[Task to complete]
Pictures are not part of the copy. Write out exactly the lines from the line with "point(237, 10)" through the end of the entries below.

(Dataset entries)
-- -- --
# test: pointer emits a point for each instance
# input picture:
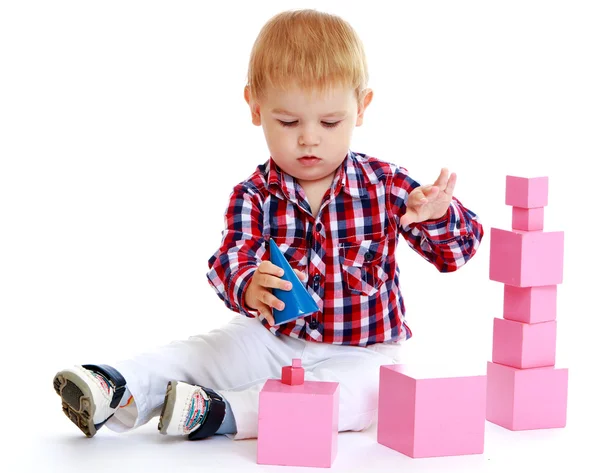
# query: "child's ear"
(365, 99)
(254, 107)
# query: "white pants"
(237, 359)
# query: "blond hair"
(308, 48)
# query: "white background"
(123, 129)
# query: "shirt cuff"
(238, 285)
(446, 228)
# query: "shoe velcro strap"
(214, 416)
(115, 378)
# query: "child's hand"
(259, 295)
(431, 201)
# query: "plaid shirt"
(347, 251)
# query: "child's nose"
(309, 137)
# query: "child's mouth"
(309, 160)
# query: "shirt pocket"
(294, 251)
(362, 265)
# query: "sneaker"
(89, 396)
(191, 410)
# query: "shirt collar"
(352, 176)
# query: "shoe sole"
(166, 413)
(76, 401)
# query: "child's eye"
(325, 124)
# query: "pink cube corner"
(428, 412)
(528, 219)
(526, 259)
(530, 305)
(292, 416)
(526, 399)
(292, 375)
(524, 345)
(526, 192)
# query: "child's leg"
(239, 355)
(355, 368)
(357, 371)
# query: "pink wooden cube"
(526, 259)
(298, 425)
(293, 375)
(431, 411)
(527, 193)
(524, 345)
(530, 305)
(528, 219)
(526, 399)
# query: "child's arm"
(433, 222)
(232, 266)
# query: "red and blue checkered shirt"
(348, 251)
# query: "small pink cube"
(527, 399)
(526, 259)
(298, 425)
(528, 219)
(530, 305)
(524, 345)
(293, 375)
(431, 411)
(527, 193)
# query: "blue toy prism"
(298, 302)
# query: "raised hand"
(431, 201)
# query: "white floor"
(58, 446)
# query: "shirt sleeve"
(448, 242)
(232, 266)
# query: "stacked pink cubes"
(298, 420)
(525, 389)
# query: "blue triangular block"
(298, 302)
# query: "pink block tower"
(525, 389)
(298, 420)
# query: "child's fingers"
(442, 179)
(273, 282)
(270, 300)
(266, 267)
(451, 183)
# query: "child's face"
(299, 123)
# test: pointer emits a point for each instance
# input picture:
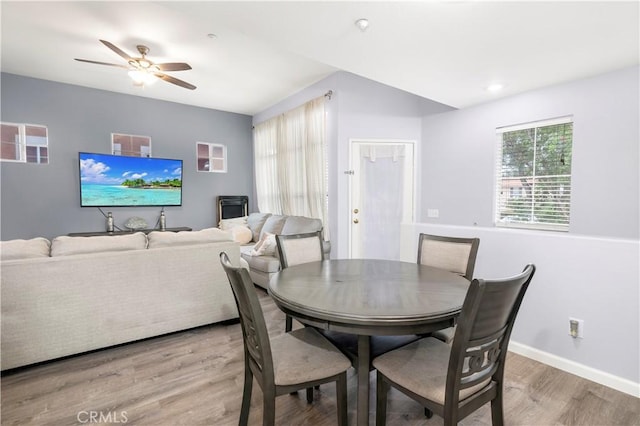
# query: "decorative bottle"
(109, 222)
(163, 221)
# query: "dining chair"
(296, 249)
(455, 380)
(454, 254)
(285, 363)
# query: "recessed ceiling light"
(495, 87)
(363, 24)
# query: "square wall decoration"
(211, 157)
(130, 145)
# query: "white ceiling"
(263, 52)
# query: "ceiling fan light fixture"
(362, 24)
(142, 77)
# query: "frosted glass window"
(24, 143)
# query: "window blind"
(533, 175)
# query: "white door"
(381, 197)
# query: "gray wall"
(43, 200)
(459, 149)
(359, 109)
(592, 271)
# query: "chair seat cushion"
(268, 264)
(304, 355)
(421, 367)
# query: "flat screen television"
(122, 181)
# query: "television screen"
(121, 181)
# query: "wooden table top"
(369, 294)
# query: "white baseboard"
(589, 373)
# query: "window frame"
(210, 157)
(23, 144)
(533, 223)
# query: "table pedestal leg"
(364, 356)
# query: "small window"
(211, 157)
(26, 143)
(533, 184)
(130, 145)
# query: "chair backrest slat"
(254, 328)
(297, 249)
(453, 254)
(481, 339)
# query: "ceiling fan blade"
(175, 81)
(116, 49)
(174, 66)
(102, 63)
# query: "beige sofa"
(264, 262)
(76, 294)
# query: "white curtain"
(291, 163)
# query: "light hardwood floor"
(195, 378)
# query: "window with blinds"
(533, 175)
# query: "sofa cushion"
(300, 225)
(256, 222)
(267, 246)
(227, 224)
(267, 264)
(67, 246)
(274, 224)
(241, 234)
(168, 239)
(24, 249)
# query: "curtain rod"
(326, 95)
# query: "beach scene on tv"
(114, 180)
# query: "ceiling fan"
(142, 70)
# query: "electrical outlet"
(576, 328)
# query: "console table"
(146, 231)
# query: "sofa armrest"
(326, 248)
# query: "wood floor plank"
(195, 378)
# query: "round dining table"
(369, 297)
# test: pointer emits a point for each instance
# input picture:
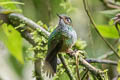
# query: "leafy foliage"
(12, 40)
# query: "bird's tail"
(50, 64)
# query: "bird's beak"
(59, 16)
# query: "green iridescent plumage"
(61, 40)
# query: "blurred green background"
(45, 11)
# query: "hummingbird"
(60, 40)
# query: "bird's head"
(64, 20)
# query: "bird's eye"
(68, 20)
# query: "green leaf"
(10, 2)
(108, 31)
(118, 67)
(110, 13)
(13, 41)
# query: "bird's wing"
(54, 47)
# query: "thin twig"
(95, 27)
(84, 75)
(65, 66)
(77, 66)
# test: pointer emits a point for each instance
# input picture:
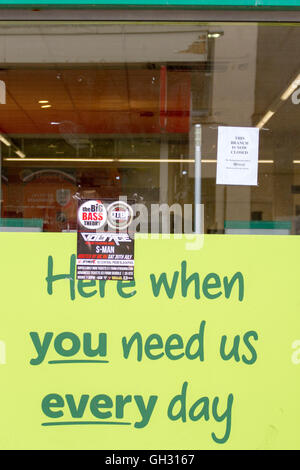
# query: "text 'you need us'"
(136, 409)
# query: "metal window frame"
(187, 14)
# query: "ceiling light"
(20, 153)
(72, 160)
(214, 35)
(265, 119)
(290, 90)
(5, 140)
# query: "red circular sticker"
(92, 214)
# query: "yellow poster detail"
(201, 351)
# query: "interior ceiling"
(93, 101)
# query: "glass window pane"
(104, 110)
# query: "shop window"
(109, 110)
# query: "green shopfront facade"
(102, 99)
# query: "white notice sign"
(237, 155)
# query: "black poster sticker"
(105, 249)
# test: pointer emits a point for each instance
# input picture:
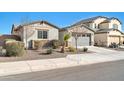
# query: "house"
(107, 30)
(4, 37)
(98, 30)
(38, 30)
(80, 33)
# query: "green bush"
(55, 44)
(49, 51)
(15, 49)
(85, 49)
(71, 49)
(2, 51)
(37, 44)
(9, 40)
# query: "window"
(95, 25)
(42, 34)
(115, 26)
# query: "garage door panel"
(114, 39)
(81, 41)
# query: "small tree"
(66, 38)
(29, 29)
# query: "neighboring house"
(107, 30)
(4, 37)
(83, 34)
(92, 31)
(39, 30)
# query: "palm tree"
(66, 38)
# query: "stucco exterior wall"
(30, 32)
(97, 22)
(115, 32)
(81, 30)
(61, 35)
(104, 26)
(114, 21)
(101, 39)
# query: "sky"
(60, 19)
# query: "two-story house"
(96, 30)
(37, 30)
(106, 31)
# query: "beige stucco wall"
(114, 21)
(115, 36)
(31, 32)
(114, 32)
(97, 22)
(19, 33)
(101, 39)
(77, 29)
(104, 26)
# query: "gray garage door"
(81, 41)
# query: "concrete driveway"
(99, 55)
(100, 50)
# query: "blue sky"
(60, 19)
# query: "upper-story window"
(115, 26)
(42, 34)
(95, 26)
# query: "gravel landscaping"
(35, 55)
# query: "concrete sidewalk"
(10, 68)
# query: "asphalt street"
(108, 71)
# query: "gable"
(115, 32)
(80, 29)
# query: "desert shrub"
(49, 51)
(85, 49)
(55, 44)
(71, 49)
(113, 45)
(37, 44)
(6, 40)
(2, 51)
(15, 48)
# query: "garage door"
(81, 41)
(114, 39)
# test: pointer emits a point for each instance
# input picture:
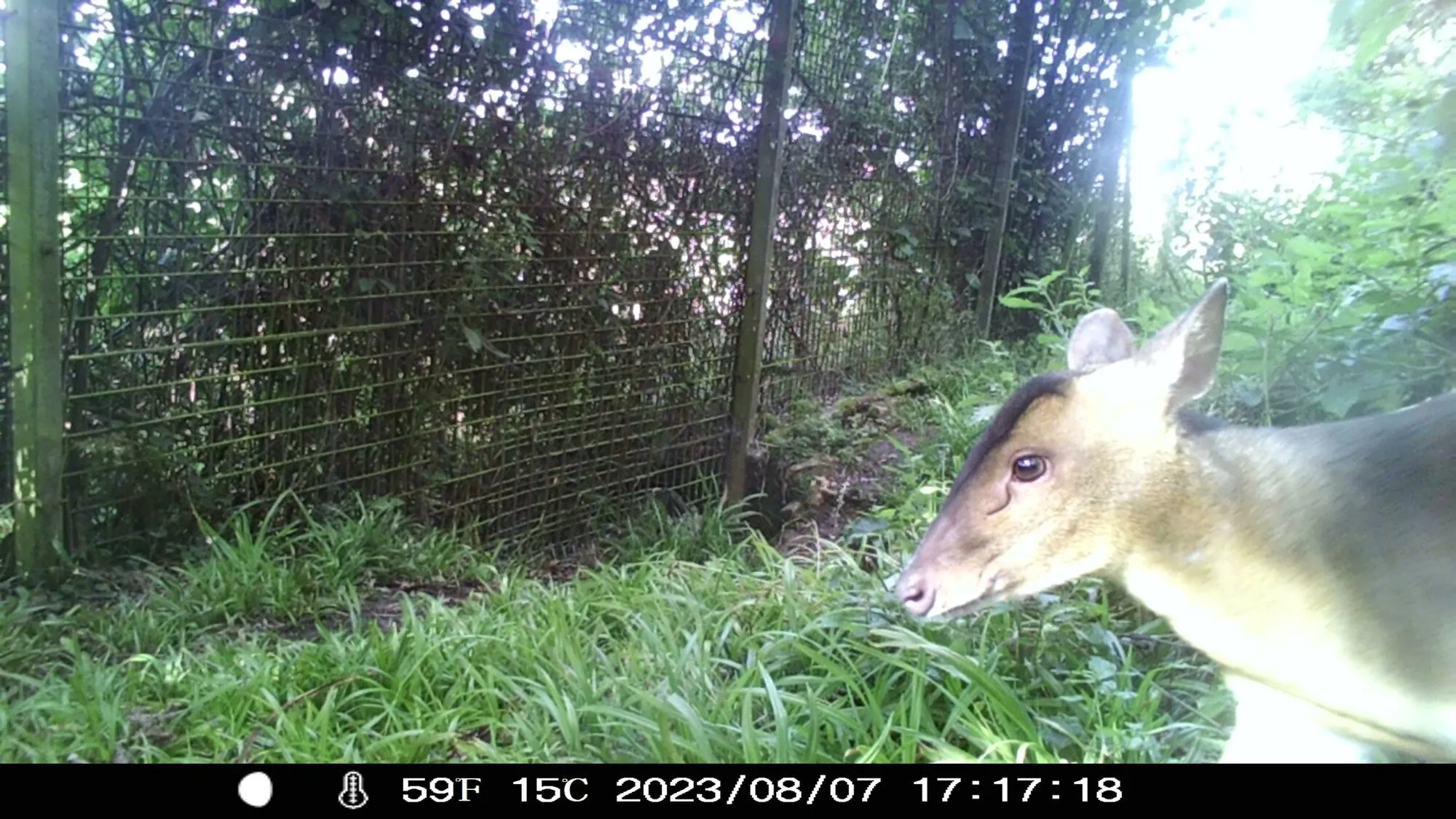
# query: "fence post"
(37, 387)
(761, 250)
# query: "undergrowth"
(365, 638)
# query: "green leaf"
(1018, 304)
(474, 339)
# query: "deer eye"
(1029, 468)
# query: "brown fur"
(1315, 561)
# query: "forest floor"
(359, 637)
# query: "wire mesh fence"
(481, 257)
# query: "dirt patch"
(841, 490)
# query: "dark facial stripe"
(1007, 420)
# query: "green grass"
(697, 643)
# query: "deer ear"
(1186, 353)
(1099, 340)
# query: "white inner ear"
(1099, 340)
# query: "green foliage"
(1343, 299)
(1059, 301)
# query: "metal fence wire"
(483, 257)
(478, 257)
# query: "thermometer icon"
(353, 794)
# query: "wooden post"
(743, 411)
(37, 387)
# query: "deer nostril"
(917, 596)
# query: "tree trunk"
(1112, 152)
(1010, 129)
(1125, 290)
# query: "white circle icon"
(256, 788)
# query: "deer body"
(1315, 564)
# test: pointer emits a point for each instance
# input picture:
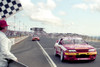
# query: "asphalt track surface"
(30, 53)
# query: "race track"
(30, 53)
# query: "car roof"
(71, 38)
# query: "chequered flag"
(9, 7)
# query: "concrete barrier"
(17, 39)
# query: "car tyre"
(62, 56)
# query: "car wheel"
(62, 56)
(55, 53)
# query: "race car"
(74, 48)
(36, 39)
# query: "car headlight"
(91, 50)
(72, 50)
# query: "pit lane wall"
(16, 40)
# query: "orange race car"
(74, 48)
(35, 39)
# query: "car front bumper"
(80, 56)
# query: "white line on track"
(47, 56)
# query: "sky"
(59, 16)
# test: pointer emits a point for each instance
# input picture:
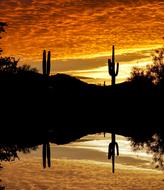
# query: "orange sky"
(80, 33)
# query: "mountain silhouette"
(64, 108)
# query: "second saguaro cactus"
(46, 66)
(46, 63)
(113, 72)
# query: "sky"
(80, 34)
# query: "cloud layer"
(79, 28)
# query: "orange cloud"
(76, 28)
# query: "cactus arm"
(48, 155)
(110, 147)
(44, 155)
(48, 63)
(117, 69)
(44, 62)
(110, 69)
(113, 161)
(113, 55)
(117, 149)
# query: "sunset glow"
(80, 33)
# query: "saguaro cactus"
(46, 63)
(46, 66)
(113, 73)
(111, 67)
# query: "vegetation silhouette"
(113, 144)
(67, 108)
(46, 65)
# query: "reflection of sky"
(77, 30)
(102, 145)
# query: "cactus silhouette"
(46, 66)
(113, 73)
(46, 63)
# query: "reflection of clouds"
(74, 28)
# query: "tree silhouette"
(2, 29)
(10, 65)
(152, 76)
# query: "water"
(94, 148)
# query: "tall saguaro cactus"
(46, 66)
(113, 72)
(111, 67)
(46, 63)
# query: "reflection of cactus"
(48, 155)
(46, 63)
(44, 152)
(113, 74)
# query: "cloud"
(78, 28)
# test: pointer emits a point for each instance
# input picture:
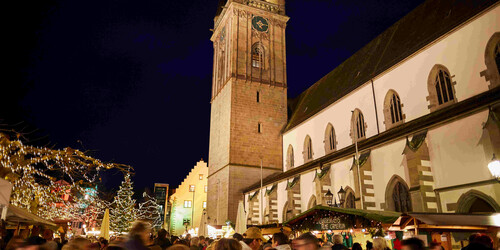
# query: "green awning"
(381, 216)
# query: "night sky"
(130, 80)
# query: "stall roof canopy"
(447, 219)
(19, 215)
(382, 216)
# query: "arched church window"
(349, 201)
(358, 126)
(401, 198)
(289, 158)
(329, 139)
(497, 56)
(257, 55)
(441, 88)
(393, 111)
(308, 153)
(492, 61)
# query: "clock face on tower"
(259, 23)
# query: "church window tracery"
(257, 55)
(393, 111)
(441, 88)
(308, 153)
(358, 126)
(329, 138)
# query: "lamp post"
(494, 167)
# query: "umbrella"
(105, 225)
(202, 230)
(241, 222)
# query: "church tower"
(249, 101)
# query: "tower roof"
(424, 24)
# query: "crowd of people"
(140, 238)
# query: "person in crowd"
(369, 245)
(280, 242)
(479, 241)
(337, 242)
(15, 242)
(50, 244)
(195, 243)
(267, 246)
(203, 242)
(138, 236)
(379, 244)
(77, 243)
(306, 241)
(178, 247)
(162, 239)
(412, 244)
(227, 244)
(435, 246)
(253, 239)
(356, 246)
(238, 237)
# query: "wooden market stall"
(450, 230)
(355, 225)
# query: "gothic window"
(441, 88)
(289, 158)
(329, 139)
(393, 112)
(349, 201)
(492, 61)
(257, 55)
(308, 153)
(401, 198)
(358, 126)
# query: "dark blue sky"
(131, 80)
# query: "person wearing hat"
(252, 239)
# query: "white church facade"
(424, 115)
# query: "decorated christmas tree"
(123, 213)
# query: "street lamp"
(329, 198)
(494, 167)
(341, 194)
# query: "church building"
(410, 122)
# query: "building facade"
(249, 101)
(424, 115)
(161, 195)
(189, 200)
(408, 123)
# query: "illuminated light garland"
(34, 171)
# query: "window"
(349, 201)
(308, 153)
(289, 158)
(401, 198)
(441, 88)
(492, 61)
(329, 139)
(393, 112)
(257, 55)
(358, 126)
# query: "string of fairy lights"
(43, 178)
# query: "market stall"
(355, 225)
(450, 230)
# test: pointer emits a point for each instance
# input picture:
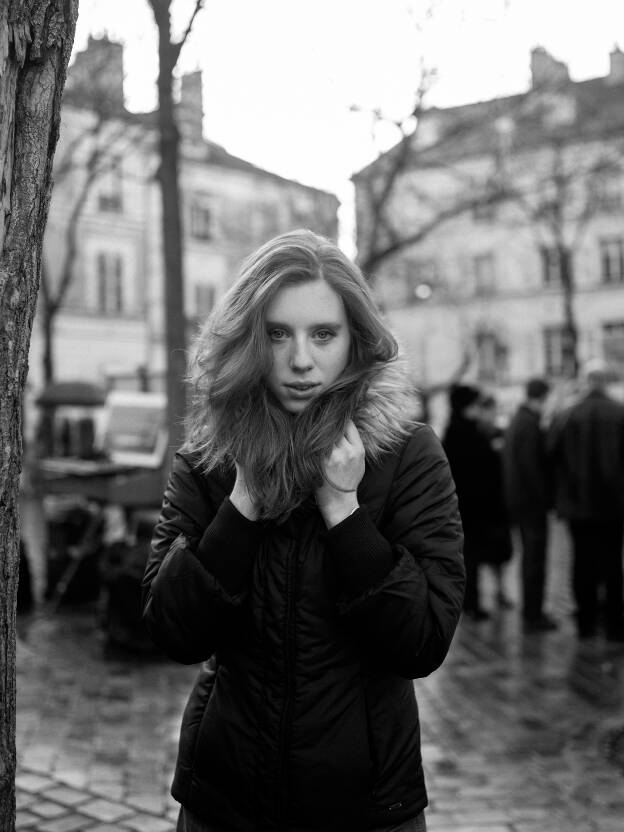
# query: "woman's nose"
(300, 358)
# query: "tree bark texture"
(168, 176)
(36, 38)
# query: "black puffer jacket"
(305, 717)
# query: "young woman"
(309, 547)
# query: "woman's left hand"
(343, 470)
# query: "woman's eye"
(277, 334)
(324, 334)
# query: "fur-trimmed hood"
(388, 409)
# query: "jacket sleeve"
(405, 619)
(196, 578)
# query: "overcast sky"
(280, 76)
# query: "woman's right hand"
(240, 498)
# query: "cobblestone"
(520, 733)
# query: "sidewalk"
(520, 733)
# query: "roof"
(595, 111)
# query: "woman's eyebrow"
(318, 325)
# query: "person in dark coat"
(528, 490)
(309, 552)
(475, 466)
(499, 553)
(587, 446)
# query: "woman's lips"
(301, 389)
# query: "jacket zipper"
(289, 668)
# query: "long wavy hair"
(233, 414)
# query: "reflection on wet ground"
(521, 733)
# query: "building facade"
(103, 236)
(521, 200)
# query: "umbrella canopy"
(73, 393)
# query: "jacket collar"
(388, 409)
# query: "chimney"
(547, 71)
(191, 107)
(95, 79)
(616, 66)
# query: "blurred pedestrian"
(587, 444)
(528, 489)
(497, 554)
(476, 472)
(310, 544)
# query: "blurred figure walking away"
(587, 445)
(476, 470)
(498, 553)
(528, 492)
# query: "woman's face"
(310, 339)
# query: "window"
(202, 219)
(110, 195)
(551, 266)
(613, 342)
(492, 357)
(606, 192)
(109, 283)
(420, 276)
(484, 274)
(612, 260)
(204, 299)
(554, 359)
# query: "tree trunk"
(175, 320)
(47, 329)
(36, 37)
(570, 360)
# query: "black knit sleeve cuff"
(362, 555)
(228, 546)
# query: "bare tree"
(559, 198)
(168, 176)
(36, 38)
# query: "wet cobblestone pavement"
(521, 733)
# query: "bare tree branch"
(177, 46)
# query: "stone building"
(520, 194)
(103, 231)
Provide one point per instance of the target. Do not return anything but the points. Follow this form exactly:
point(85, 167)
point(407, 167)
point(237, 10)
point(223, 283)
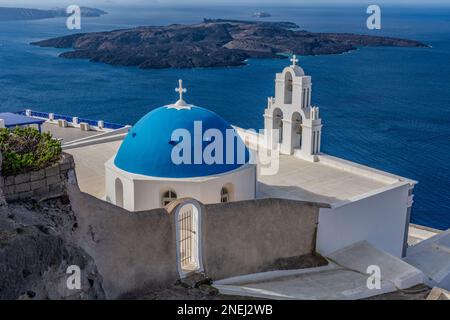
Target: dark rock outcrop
-- -- --
[Result of the exercise]
point(237, 10)
point(223, 283)
Target: dark rock outcrop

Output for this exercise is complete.